Ricopia dal brano sulla morte di Mussolini il passo compreso tra "1. il sintetico" e "(terza versione bis)", estremi inclusi.

**Brano di lettura**
%%

Maurizio Barozzi     

     

Quando parliamo di "vulgata", come spregiativamente ebbe a definirla lo storico Renzo De Felice, cioè la "storica versione" su la morte di Mussolini, spudoratamente tramandata ai posteri, ci riferiamo ad un insieme di documenti e testimonianze, rilasciati, dal dopoguerra in avanti, più che altro dall'ex partito comunista e da partigiani attestati attori di quegli eventi, anche se questi testi, come vedremo, presentano tra loro un quadro sostanzialmente simile, ma non uguale e alquanto incongruente e contraddittorio. Non essendo comunque possibile scegliere e prediligere un testo invece che un altro, perche sono tutti documenti e testimonianze riconosciuti dalla letteratura resistenziale, dobbiamo considerarli come un corpo unico spacciato per "versione ufficiale" di quegli eventi.

In ogni caso, visto che vergognosamente non venne mai resa una relazione ufficiale allo Stato italiano, sono questi qui appresso elencati i sacri testi della "storica versione" elaborati su le testimonianze del trio di "giustizieri" (Audisio, Lampredi, Moretti) dicesi presenti ai fatti:

1. il sintetico resoconto pubblicato dal"l'Unità" il 30 aprile 1945, reso da un anonimo "giustiziere" (prima versione, emessa a poco più di 36 ore dai fatti);

2. i 24 articoli pubblicati dal"l'Unità" dal 18 novembre al 24 dicembre 1945, su relazioni del colonnello Valerio, avallati da due righe di presentazione scritte da Luigi Longo, già comandante delle Brigate Garibaldi e vice comandante del CVL (seconda versione);

3. i sei articoli, nomati "Il Colonnello Valerio racconta", pubblicati ancora sul"l'Unità" a partire dal 25 marzo del 1947 e questa volta firmati da Walter Audisio (terza versione);

4. il Libro postumo di Walter Audisio, "In nome del Popolo italiano" Edizioni Teti 1975, simile, ma non del tutto uguale alla versione del 1947 (terza versione bis)

%%

**Dati raccolti**
%%

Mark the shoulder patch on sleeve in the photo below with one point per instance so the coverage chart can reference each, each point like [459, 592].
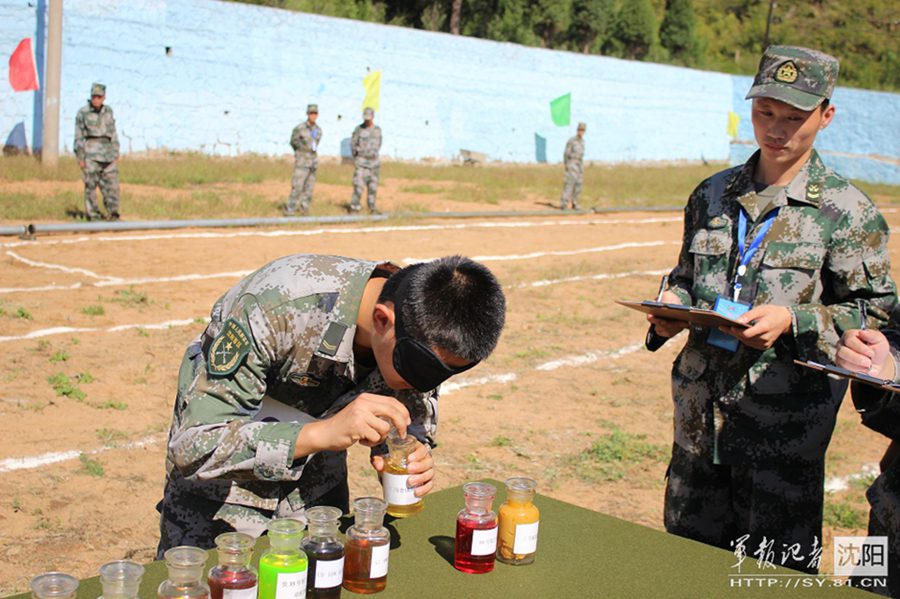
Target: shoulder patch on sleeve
[228, 349]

%%

**La risposta**
1. il sintetico resoconto pubblicato dal"l'Unità" il 30 aprile 1945, reso da un anonimo "giustiziere" (prima versione, emessa a poco più di 36 ore dai fatti);

2. i 24 articoli pubblicati dal"l'Unità" dal 18 novembre al 24 dicembre 1945, su relazioni del colonnello Valerio, avallati da due righe di presentazione scritte da Luigi Longo, già comandante delle Brigate Garibaldi e vice comandante del CVL (seconda versione);

3. i sei articoli, nomati "Il Colonnello Valerio racconta", pubblicati ancora sul"l'Unità" a partire dal 25 marzo del 1947 e questa volta firmati da Walter Audisio (terza versione);

4. il Libro postumo di Walter Audisio, "In nome del Popolo italiano" Edizioni Teti 1975, simile, ma non del tutto uguale alla versione del 1947 (terza versione bis)